Selected text:
* begin *
6. THE BUSINESS ASSETS
6.1 Ownership. Each Target Company owns legally and beneficially and free from any encumbrance (other than encumbrances arising by operation of law), or is entitled to use all the material assets (including material IT Systems and material Intellectual Property Rights) necessary to carry on its business in all material respects as currently carried on.
6.2 Possession. The material assets of the businesses of the Target Companies are in their possession or under their control.
7. INSURANCES
Folder O of the Data Room contains a summary of the insurance maintained by or covering each Target Company (the Policies). The Policies are valid, in full force and effect and all premiums payable to date have been paid.
8. CONTRACTUAL MATTERS
For the purposes of paragraph 8, a material contract shall mean a contract for the supply or receipt of goods or services to or by the Target Companies with an aggregate annualised value in the 12 months to 30 June 2017 of €2,000,000 or more.
8.1 Material contracts. Copies of all material contracts have been disclosed in the Data Room.
8.2 No Target Company is a party to:
(a) a material contract which is with any Seller or an Affiliate of any Seller (other than the Shareholder Debt Instrument or in the ordinary course of delivery of services on arm’s length terms); or
(b) a contract which is a joint venture, consortium, partnership, or profit (or loss) sharing agreement.
8.3 Defaults and termination. No Target Company has received written notice in the 12 months before the date of this Deed that it is in default of any material obligation under any material contract to which it is a party which would give the counterparty the right to terminate the contract.
* end *
Material provided:
* begin *
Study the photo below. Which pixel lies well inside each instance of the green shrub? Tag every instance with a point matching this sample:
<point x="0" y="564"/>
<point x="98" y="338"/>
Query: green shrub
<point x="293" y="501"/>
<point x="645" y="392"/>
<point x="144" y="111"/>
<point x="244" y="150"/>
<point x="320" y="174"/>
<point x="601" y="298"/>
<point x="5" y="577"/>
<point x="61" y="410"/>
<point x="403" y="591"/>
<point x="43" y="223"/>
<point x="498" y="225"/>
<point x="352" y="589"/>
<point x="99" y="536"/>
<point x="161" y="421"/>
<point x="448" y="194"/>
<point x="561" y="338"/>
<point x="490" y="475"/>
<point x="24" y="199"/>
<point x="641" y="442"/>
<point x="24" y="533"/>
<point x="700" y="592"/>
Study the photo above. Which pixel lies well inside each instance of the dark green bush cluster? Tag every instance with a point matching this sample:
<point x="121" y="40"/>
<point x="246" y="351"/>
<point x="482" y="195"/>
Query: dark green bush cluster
* end *
* begin *
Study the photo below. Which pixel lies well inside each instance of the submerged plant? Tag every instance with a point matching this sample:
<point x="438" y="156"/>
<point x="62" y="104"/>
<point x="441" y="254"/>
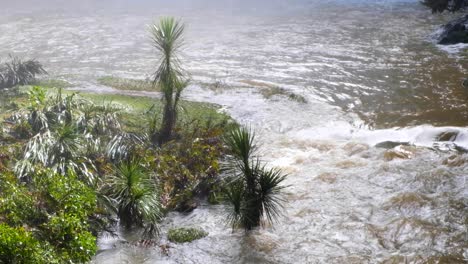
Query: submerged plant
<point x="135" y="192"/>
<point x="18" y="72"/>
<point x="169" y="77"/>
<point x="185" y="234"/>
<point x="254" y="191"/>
* end *
Work to complete:
A - Reproduce the warranties text starting at the words "7. INSURANCES" and stopping after the words "the Data Room.".
B - In the warranties text, what aggregate annualised value makes a contract a material contract?
Rely only on the warranties text.

Solved problems:
A -
7. INSURANCES
Folder O of the Data Room contains a summary of the insurance maintained by or covering each Target Company (the Policies). The Policies are valid, in full force and effect and all premiums payable to date have been paid.
8. CONTRACTUAL MATTERS
For the purposes of paragraph 8, a material contract shall mean a contract for the supply or receipt of goods or services to or by the Target Companies with an aggregate annualised value in the 12 months to 30 June 2017 of €2,000,000 or more.
8.1 Material contracts. Copies of all material contracts have been disclosed in the Data Room.

B - €2,000,000 or more in the 12 months to 30 June 2017.